***** EXERCISE INPUT
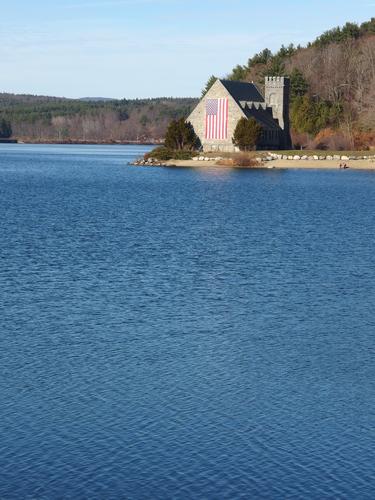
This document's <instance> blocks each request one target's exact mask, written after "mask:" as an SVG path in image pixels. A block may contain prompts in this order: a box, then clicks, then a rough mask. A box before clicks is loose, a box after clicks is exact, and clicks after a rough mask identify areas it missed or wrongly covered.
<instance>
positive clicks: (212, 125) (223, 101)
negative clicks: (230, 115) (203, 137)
mask: <svg viewBox="0 0 375 500" xmlns="http://www.w3.org/2000/svg"><path fill="white" fill-rule="evenodd" d="M227 138H228V98H227V97H224V98H220V99H206V131H205V139H219V140H220V139H227Z"/></svg>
**********
[WHAT TO PRODUCE]
Once you have found every line above holding the word "instance", copy those lines.

[SOLVED EXERCISE]
This document's <instance> blocks each request one target's exact mask, written after "mask:" as an SVG path in image pixels. A block may contain prompts in this order: a box, then clicks, then a rough mask. A box before clicks is loose, a box after clicks is exact, and clicks after a rough mask identify areas it missed or wrongly covered.
<instance>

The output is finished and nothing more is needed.